- _WHAT IS BEING ASKED_
Of all the lines below, output only those starting at the one with "Query: fingers" and ending at the one with "237, row 207.", both ends included, exactly as written.

- _DATASET RECORDS_
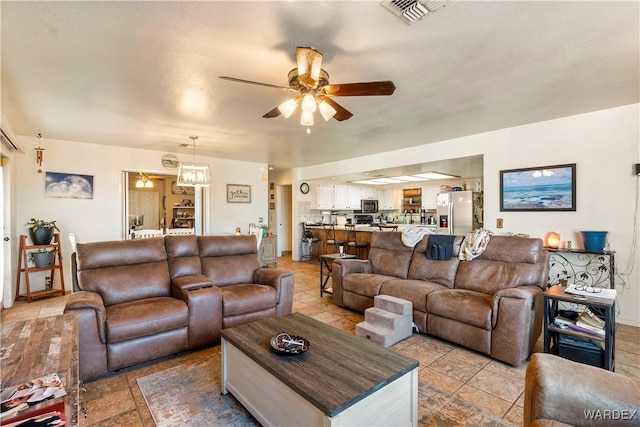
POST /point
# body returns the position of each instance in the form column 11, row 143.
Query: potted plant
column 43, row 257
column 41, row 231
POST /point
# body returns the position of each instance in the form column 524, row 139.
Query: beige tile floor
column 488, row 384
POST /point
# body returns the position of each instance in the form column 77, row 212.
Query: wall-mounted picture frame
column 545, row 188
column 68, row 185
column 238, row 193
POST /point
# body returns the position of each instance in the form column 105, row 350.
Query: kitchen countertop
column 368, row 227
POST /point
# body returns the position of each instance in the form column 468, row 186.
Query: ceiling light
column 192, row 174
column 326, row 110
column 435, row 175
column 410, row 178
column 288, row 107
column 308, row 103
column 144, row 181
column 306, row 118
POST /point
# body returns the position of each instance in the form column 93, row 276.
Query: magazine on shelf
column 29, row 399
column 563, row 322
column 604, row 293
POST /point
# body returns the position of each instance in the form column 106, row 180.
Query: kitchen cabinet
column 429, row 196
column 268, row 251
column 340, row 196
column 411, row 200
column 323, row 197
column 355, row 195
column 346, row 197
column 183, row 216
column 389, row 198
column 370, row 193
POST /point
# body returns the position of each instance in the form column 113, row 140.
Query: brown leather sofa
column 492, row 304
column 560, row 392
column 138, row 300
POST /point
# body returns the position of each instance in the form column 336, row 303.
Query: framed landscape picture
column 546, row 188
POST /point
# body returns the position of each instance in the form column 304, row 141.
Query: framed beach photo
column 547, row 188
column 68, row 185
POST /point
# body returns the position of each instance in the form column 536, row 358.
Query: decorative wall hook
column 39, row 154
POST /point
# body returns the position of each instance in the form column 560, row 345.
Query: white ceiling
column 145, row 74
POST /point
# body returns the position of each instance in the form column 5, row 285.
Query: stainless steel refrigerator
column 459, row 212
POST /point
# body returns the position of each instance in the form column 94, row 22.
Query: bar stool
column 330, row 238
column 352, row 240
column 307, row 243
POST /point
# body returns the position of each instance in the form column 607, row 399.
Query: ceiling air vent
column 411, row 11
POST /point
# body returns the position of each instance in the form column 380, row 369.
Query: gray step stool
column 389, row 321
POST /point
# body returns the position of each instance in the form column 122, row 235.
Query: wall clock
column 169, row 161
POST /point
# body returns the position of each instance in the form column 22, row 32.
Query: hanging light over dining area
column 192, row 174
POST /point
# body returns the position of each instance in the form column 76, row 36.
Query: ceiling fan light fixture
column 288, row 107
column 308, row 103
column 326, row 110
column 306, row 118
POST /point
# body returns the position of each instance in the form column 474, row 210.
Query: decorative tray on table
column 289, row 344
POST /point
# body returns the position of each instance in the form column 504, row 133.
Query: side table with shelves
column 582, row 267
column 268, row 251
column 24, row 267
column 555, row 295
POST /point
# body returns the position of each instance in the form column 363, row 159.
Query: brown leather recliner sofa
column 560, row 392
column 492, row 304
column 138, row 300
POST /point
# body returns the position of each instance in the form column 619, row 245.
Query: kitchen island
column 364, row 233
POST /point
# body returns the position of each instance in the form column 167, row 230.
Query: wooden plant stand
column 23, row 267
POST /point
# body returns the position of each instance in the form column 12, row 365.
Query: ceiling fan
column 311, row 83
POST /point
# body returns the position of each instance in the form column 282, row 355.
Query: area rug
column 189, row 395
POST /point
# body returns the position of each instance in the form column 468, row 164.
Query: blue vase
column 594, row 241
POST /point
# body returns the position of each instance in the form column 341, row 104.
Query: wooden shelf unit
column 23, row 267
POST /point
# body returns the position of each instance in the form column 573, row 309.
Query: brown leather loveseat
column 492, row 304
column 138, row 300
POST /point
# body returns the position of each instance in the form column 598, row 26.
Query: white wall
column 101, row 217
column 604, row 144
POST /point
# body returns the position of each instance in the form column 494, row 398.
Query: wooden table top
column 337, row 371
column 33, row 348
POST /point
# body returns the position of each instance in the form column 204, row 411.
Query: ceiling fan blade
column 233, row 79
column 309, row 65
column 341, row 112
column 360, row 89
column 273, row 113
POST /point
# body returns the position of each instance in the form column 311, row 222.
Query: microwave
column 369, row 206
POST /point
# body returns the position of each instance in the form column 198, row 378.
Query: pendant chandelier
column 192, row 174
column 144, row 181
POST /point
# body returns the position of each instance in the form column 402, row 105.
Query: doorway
* * *
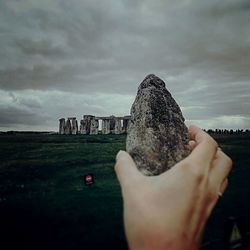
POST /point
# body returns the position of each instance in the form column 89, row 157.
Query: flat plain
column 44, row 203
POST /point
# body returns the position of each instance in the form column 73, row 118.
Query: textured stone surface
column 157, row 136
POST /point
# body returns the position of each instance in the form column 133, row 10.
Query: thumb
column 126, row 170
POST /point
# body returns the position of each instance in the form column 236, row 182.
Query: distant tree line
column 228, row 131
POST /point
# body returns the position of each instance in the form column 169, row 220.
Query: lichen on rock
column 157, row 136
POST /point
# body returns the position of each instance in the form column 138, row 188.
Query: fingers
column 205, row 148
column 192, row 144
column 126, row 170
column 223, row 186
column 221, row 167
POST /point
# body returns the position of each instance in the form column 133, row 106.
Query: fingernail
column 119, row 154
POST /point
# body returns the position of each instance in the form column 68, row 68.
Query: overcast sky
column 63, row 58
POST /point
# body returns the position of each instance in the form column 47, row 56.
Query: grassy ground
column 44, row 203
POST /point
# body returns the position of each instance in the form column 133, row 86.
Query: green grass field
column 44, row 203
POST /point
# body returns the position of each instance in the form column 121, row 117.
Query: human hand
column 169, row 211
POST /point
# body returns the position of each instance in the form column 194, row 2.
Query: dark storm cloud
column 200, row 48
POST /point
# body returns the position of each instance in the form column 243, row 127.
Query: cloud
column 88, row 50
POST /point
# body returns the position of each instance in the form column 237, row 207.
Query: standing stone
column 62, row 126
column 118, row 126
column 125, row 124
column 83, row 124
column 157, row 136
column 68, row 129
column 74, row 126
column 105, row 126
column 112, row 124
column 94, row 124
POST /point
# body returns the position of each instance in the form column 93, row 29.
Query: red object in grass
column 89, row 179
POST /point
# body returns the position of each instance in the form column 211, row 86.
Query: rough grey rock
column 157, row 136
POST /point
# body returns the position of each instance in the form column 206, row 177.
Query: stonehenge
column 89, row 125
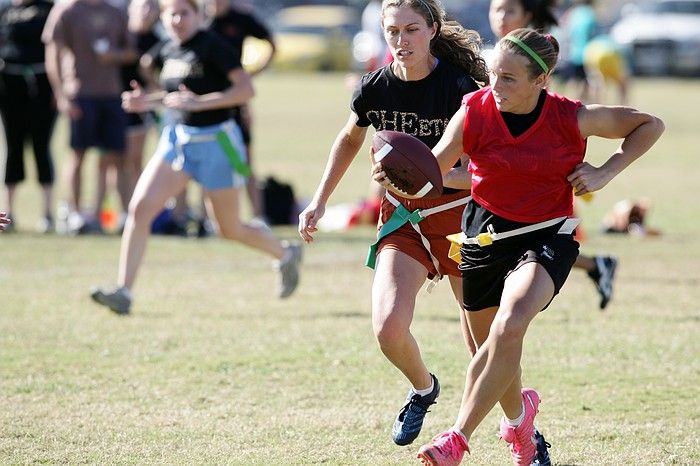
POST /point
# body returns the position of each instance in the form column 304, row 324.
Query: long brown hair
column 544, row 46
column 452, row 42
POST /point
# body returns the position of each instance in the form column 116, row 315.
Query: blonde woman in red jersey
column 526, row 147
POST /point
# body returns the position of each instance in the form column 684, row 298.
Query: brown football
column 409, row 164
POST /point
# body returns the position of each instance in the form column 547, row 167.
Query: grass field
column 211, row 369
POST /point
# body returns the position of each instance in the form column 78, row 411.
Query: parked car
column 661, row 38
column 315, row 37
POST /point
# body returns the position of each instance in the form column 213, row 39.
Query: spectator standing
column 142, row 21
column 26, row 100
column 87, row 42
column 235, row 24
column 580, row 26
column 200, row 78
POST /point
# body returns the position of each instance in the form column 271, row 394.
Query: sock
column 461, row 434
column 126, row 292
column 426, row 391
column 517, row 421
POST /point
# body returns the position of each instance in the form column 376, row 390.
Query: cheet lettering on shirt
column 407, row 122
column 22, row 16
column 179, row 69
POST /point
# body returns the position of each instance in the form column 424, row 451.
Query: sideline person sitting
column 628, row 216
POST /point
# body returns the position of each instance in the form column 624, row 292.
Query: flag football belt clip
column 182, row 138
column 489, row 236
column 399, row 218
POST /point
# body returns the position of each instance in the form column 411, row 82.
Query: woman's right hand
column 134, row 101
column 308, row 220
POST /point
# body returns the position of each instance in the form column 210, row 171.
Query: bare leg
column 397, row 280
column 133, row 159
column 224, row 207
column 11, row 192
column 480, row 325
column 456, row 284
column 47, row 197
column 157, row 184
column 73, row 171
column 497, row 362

- _THE ANSWER_
Query: fingers
column 205, row 148
column 192, row 144
column 126, row 170
column 223, row 186
column 221, row 167
POST /point
# body returns the position of each instance in the form column 133, row 106.
Query: fingernail
column 119, row 154
POST /point
# body returns the position of each instance in the form column 68, row 68.
Query: overcast sky
column 63, row 58
POST /point
# body returns the position of each instance in the form column 47, row 56.
Query: grassy ground
column 44, row 203
POST /point
# body returns the position of each instance in the form column 133, row 86.
Query: green grass field
column 44, row 203
POST /point
# body returns the position of each instance in the form column 121, row 117.
Query: human hand
column 169, row 211
POST /point
# body returns the position of each instance in the form column 194, row 2.
Query: dark storm cloud
column 200, row 48
POST /point
# body returns the position of each instance in the form column 243, row 127.
Query: cloud
column 88, row 50
POST /point
# body returns the position of each instance in the form column 237, row 207.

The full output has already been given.